[Opening DATA SECTION section]
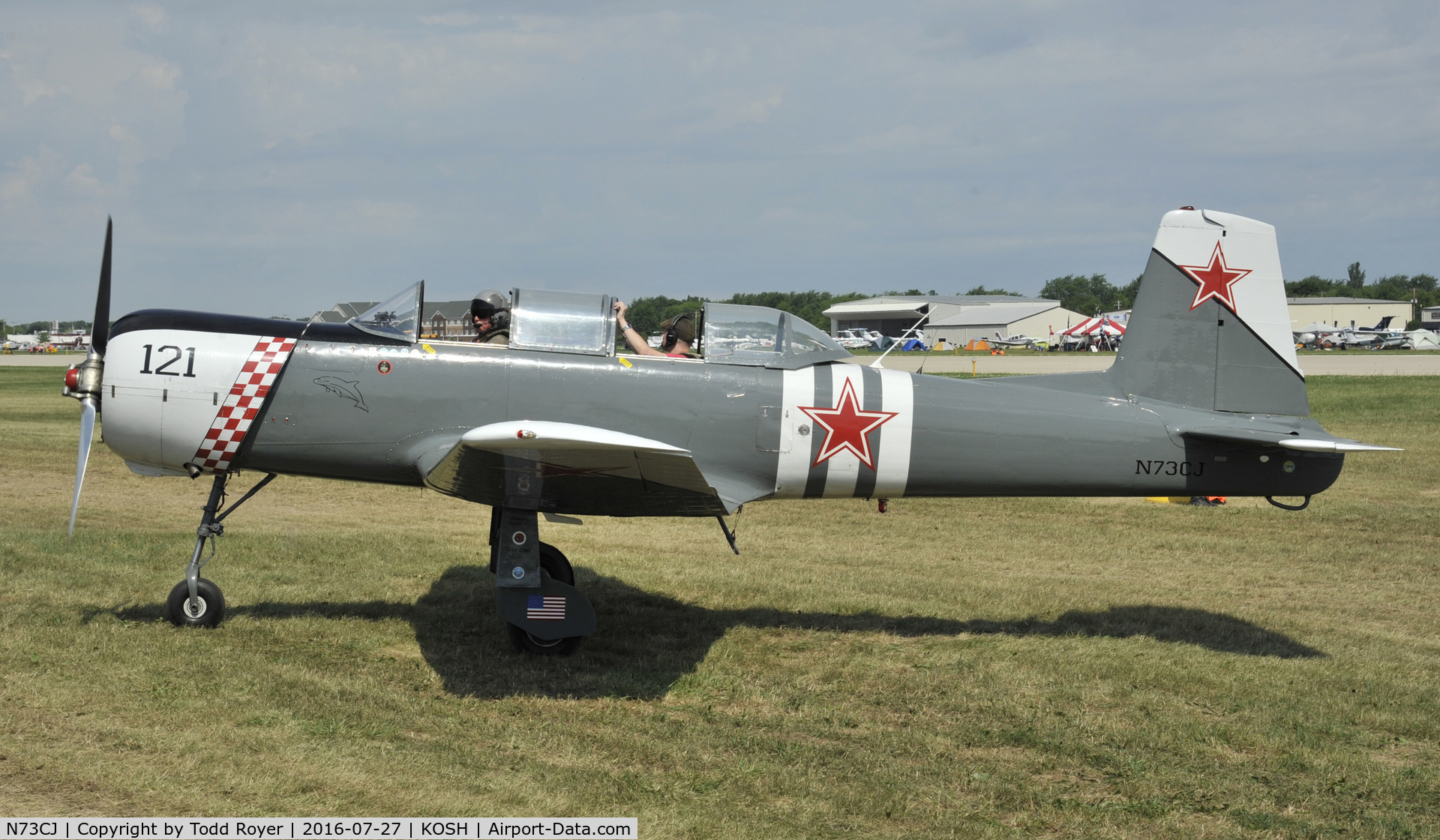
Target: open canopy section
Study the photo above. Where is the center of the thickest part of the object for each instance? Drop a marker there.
(398, 317)
(760, 336)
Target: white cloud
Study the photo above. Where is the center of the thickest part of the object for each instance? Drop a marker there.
(451, 19)
(82, 181)
(152, 16)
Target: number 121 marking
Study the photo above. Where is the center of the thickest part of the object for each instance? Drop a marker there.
(189, 368)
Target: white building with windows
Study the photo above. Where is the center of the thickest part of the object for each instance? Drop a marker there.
(1347, 311)
(955, 319)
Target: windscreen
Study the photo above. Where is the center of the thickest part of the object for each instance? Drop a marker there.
(563, 322)
(398, 317)
(739, 334)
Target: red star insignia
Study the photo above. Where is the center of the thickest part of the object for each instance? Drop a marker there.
(847, 427)
(1216, 280)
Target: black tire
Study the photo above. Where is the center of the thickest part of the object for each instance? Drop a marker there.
(212, 605)
(556, 564)
(526, 643)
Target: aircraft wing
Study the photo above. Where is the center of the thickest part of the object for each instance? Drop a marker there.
(559, 467)
(1304, 441)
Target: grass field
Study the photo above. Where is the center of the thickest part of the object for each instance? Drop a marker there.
(951, 669)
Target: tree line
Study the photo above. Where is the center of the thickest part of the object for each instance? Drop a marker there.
(36, 328)
(1423, 289)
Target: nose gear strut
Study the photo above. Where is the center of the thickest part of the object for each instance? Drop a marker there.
(203, 604)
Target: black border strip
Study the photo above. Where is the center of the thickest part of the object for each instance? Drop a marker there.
(247, 326)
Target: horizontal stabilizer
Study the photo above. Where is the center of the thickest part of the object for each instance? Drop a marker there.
(1306, 442)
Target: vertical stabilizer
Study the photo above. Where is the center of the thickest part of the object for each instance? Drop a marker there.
(1210, 328)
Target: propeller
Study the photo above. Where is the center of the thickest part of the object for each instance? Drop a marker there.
(84, 381)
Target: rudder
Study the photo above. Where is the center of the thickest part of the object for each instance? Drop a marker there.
(1210, 328)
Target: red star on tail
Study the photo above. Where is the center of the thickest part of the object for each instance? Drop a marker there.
(847, 427)
(1216, 280)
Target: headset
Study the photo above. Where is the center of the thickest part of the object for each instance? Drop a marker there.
(671, 336)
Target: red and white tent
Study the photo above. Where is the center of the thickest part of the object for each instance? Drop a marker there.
(1100, 326)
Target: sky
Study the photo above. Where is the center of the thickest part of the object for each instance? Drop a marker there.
(278, 158)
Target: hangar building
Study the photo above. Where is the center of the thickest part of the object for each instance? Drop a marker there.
(956, 319)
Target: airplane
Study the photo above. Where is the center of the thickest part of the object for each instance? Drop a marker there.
(1017, 342)
(856, 339)
(1206, 400)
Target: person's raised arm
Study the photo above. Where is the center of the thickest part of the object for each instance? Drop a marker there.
(632, 336)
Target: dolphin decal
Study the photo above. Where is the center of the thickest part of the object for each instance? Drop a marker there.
(343, 388)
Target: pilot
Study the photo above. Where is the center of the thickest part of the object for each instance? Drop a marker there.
(490, 310)
(680, 336)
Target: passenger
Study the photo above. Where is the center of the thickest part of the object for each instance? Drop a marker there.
(680, 336)
(490, 310)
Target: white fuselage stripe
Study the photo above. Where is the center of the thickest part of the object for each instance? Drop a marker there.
(795, 452)
(893, 469)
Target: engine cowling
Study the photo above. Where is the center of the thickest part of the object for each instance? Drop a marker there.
(180, 402)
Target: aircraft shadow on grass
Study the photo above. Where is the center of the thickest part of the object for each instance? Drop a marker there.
(651, 640)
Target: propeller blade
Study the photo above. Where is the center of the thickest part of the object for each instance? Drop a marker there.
(100, 333)
(87, 433)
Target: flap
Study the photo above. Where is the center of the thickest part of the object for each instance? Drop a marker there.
(1291, 440)
(572, 469)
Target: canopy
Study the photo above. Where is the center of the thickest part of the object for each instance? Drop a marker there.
(1096, 326)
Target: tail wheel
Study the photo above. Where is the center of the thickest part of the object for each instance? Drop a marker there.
(206, 611)
(555, 564)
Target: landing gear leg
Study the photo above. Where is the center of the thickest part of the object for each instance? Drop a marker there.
(196, 602)
(535, 588)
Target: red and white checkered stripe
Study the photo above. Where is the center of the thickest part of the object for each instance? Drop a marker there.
(242, 404)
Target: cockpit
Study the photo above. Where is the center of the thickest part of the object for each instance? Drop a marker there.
(584, 323)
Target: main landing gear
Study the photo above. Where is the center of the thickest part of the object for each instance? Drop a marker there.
(198, 602)
(535, 586)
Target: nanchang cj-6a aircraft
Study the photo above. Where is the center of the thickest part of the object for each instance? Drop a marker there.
(1206, 398)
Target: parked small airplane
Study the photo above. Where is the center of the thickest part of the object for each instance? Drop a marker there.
(1204, 400)
(856, 339)
(1016, 342)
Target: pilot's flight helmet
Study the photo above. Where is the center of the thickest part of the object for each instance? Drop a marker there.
(682, 328)
(491, 304)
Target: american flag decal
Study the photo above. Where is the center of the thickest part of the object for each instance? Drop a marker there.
(242, 404)
(546, 608)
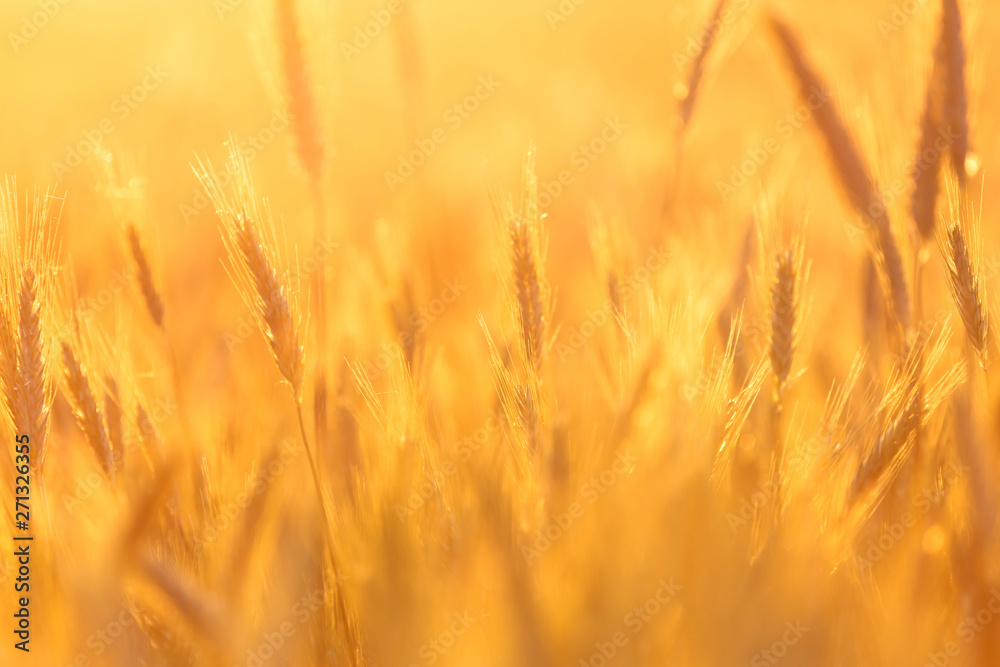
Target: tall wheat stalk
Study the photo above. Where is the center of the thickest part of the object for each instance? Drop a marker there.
(852, 172)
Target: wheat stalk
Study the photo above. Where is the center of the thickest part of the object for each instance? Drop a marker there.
(967, 288)
(85, 409)
(251, 245)
(301, 103)
(852, 172)
(951, 52)
(150, 295)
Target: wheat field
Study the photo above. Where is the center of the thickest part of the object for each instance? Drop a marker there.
(565, 332)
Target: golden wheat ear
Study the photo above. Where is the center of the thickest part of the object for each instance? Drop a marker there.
(29, 254)
(309, 143)
(257, 267)
(850, 168)
(961, 247)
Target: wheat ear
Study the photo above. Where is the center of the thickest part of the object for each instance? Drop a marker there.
(85, 409)
(301, 102)
(852, 172)
(961, 260)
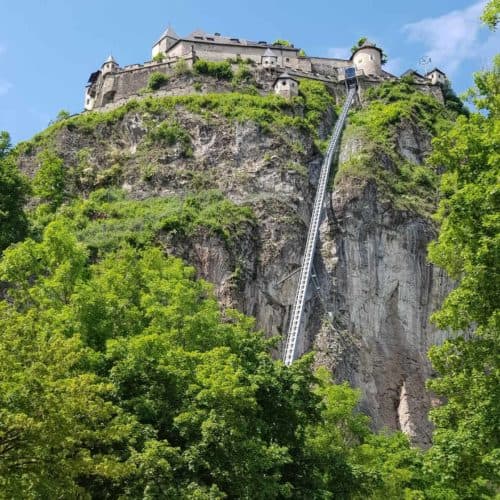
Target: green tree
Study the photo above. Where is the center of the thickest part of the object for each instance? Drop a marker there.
(49, 180)
(465, 457)
(13, 192)
(491, 14)
(182, 399)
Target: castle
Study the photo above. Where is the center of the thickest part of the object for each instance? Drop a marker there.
(277, 67)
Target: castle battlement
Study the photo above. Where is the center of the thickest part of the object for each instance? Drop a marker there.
(112, 83)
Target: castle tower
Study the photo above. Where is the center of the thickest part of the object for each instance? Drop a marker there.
(166, 41)
(109, 65)
(436, 76)
(286, 86)
(269, 59)
(368, 58)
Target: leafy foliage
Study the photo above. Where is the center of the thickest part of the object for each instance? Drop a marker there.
(134, 383)
(391, 108)
(13, 192)
(221, 70)
(49, 180)
(159, 57)
(156, 80)
(491, 14)
(465, 458)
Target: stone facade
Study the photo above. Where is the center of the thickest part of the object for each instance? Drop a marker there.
(112, 83)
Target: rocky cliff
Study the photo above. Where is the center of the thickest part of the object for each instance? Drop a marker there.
(373, 291)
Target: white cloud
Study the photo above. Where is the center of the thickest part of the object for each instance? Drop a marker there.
(339, 52)
(451, 38)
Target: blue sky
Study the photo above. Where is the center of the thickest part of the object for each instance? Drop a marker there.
(48, 48)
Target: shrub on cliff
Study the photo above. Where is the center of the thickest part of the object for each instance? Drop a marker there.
(157, 80)
(221, 70)
(13, 192)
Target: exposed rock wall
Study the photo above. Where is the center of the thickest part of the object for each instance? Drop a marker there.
(369, 305)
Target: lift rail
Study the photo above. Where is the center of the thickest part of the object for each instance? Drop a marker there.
(294, 329)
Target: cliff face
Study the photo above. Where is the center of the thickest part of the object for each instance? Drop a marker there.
(373, 291)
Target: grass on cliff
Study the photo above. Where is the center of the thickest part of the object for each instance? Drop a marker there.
(270, 112)
(108, 219)
(392, 107)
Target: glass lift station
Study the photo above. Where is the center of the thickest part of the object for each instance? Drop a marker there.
(294, 329)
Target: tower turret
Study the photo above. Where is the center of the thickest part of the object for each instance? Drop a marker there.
(286, 86)
(368, 58)
(166, 41)
(436, 76)
(109, 65)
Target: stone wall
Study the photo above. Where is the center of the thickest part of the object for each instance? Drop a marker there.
(130, 80)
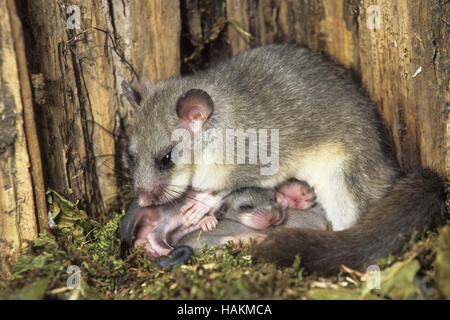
[Closing DATA SECTION section]
▶ _TASK REQUIREMENTS_
The reply should hold only the lines of the listing above starting at the line containing "Target: rudder" and ending at the line containing "Target: red and white tent", exactly as written.

▶ _ANSWER TO THE PROBLEM_
Target: rudder
Study the photo above. Where is the center of the thickest part of the object for each instance? Drop a marker there.
(1210, 328)
Target: red star on tail
Study the photo above. Where is the center of the thickest part of the object for each instance? Drop a marker there.
(847, 427)
(1216, 280)
Target: headset
Study the photo above. Where is the center of the thickest part of the object for each instance? Drop a marker there.
(671, 336)
Target: red and white tent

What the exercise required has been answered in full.